> Problem statement
Count the lines in the rows below that contain the word "rock", and reply with the number only.
══════
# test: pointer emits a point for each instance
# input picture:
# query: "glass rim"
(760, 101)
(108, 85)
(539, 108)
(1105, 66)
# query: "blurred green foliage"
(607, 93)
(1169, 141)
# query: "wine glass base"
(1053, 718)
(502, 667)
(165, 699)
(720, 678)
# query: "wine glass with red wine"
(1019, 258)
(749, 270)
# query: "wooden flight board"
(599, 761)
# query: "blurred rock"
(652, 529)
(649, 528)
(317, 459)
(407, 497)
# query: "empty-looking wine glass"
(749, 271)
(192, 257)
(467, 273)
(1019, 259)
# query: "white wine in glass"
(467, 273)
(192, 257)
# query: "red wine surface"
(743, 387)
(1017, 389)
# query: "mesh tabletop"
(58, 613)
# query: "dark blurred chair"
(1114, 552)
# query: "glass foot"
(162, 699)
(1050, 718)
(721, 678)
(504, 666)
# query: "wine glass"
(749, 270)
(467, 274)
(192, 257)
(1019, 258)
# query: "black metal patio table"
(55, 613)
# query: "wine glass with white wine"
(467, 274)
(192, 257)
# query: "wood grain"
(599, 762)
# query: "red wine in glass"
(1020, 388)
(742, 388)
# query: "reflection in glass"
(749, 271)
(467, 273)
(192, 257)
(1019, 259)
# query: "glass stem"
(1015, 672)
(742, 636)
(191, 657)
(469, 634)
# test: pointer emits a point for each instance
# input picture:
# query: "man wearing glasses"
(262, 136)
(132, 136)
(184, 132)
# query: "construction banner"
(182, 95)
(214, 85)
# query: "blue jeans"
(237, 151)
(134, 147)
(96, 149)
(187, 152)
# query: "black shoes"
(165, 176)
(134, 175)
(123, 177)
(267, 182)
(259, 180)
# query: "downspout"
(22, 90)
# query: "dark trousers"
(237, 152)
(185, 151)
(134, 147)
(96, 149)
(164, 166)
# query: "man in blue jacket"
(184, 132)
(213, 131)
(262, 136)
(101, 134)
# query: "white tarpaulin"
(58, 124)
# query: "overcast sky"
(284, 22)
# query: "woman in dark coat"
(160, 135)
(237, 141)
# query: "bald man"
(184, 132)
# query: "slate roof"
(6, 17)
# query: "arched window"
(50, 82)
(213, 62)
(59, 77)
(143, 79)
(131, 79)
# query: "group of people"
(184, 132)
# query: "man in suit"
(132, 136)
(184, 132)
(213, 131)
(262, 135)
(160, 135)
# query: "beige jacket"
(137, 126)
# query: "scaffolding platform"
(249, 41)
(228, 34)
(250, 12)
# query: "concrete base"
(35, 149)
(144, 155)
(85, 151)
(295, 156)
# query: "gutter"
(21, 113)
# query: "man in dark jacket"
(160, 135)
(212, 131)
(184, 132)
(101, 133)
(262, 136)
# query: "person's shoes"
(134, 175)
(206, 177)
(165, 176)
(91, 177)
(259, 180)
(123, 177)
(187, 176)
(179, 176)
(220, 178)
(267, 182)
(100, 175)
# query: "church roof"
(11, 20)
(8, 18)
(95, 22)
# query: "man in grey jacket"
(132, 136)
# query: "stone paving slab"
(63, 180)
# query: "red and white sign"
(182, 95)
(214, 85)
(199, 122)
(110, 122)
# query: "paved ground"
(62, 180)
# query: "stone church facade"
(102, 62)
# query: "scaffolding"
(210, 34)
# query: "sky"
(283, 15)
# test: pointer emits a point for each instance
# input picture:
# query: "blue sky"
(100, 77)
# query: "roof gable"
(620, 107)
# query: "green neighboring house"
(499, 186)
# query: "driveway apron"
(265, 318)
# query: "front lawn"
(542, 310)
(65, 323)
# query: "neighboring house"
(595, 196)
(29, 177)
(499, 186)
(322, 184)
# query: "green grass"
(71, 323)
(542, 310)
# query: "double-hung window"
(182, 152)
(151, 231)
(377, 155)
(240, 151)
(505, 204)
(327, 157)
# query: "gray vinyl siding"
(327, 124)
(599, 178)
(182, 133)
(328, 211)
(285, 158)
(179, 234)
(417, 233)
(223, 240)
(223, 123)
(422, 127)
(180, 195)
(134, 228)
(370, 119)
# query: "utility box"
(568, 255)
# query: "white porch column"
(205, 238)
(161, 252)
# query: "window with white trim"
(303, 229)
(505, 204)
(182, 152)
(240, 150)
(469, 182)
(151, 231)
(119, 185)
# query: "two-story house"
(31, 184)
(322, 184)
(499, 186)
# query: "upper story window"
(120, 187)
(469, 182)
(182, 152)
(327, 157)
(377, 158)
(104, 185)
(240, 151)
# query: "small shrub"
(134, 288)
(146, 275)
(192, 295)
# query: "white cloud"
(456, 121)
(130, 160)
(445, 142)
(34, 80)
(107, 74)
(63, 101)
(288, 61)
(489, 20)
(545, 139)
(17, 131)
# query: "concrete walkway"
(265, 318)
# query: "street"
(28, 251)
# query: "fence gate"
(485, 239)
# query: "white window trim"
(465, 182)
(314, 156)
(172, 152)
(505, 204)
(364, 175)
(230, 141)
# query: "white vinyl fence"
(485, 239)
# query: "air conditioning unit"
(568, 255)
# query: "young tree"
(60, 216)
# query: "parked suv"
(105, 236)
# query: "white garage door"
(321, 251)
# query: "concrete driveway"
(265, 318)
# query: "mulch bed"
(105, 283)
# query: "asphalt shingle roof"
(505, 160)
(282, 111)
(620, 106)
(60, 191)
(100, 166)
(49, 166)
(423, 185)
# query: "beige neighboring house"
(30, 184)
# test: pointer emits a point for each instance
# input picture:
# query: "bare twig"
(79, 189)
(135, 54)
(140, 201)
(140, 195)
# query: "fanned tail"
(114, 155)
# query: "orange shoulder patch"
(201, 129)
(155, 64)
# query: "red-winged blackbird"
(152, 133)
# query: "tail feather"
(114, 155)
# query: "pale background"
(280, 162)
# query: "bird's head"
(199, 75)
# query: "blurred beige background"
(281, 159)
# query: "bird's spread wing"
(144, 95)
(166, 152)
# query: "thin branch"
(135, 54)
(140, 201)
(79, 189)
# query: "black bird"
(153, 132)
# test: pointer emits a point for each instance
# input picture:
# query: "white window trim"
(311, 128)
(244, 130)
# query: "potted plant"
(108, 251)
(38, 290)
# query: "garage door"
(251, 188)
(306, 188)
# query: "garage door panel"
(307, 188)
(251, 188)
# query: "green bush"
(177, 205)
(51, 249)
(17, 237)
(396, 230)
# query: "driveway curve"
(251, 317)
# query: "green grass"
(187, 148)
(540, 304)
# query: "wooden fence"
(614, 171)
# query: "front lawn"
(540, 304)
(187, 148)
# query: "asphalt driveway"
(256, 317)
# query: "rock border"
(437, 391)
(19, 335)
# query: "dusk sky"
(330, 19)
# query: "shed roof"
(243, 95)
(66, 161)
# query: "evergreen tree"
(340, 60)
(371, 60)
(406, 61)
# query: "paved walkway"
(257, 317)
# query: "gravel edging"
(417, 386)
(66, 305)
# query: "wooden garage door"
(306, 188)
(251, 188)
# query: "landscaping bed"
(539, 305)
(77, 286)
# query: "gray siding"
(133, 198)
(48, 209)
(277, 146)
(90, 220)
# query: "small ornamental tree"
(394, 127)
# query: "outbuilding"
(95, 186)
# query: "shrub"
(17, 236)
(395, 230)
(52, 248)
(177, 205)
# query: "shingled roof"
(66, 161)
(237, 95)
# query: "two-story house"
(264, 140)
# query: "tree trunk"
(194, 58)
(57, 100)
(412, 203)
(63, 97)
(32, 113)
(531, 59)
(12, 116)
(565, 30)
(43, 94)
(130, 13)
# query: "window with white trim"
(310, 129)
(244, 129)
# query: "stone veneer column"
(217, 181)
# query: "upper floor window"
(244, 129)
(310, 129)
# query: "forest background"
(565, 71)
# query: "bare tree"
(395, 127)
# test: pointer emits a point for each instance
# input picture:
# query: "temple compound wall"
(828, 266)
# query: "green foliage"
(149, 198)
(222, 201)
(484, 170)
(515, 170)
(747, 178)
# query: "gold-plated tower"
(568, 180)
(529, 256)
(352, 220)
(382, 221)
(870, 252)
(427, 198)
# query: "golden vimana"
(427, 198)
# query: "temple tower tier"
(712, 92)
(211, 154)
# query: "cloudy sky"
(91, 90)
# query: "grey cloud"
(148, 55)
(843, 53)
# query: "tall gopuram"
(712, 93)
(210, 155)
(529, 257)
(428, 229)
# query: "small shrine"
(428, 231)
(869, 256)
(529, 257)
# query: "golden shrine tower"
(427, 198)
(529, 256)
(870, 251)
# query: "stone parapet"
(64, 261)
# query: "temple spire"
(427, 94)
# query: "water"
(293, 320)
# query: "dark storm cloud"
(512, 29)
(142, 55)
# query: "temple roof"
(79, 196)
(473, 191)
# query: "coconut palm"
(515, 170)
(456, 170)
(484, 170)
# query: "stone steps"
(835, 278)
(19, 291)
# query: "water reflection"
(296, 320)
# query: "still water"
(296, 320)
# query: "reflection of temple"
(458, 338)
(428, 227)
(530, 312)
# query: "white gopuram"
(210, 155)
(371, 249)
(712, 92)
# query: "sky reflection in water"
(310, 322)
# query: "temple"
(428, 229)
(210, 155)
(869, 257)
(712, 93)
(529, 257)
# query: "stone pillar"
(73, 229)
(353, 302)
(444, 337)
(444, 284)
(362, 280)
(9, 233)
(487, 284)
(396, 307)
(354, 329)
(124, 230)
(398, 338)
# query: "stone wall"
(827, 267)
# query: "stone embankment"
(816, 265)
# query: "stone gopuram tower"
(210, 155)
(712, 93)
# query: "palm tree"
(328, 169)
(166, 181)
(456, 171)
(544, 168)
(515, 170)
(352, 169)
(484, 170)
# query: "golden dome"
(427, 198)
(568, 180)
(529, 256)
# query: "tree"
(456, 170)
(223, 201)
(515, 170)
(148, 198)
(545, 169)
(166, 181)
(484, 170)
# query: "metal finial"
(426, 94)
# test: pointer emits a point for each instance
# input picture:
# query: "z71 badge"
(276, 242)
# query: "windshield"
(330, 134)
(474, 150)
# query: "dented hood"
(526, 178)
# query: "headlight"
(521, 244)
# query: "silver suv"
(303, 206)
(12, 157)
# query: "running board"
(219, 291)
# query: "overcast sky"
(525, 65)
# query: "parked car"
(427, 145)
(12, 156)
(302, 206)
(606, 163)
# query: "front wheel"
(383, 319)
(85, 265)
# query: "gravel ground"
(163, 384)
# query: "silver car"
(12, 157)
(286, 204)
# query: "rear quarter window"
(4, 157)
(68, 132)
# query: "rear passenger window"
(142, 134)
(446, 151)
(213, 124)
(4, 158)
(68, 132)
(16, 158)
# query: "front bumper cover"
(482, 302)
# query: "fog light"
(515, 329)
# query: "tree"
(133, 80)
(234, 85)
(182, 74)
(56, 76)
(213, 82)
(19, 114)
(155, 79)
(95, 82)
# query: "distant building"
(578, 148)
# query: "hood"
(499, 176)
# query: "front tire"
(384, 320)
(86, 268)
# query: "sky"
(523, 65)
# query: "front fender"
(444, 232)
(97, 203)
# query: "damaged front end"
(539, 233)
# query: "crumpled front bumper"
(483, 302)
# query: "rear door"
══════
> Response below
2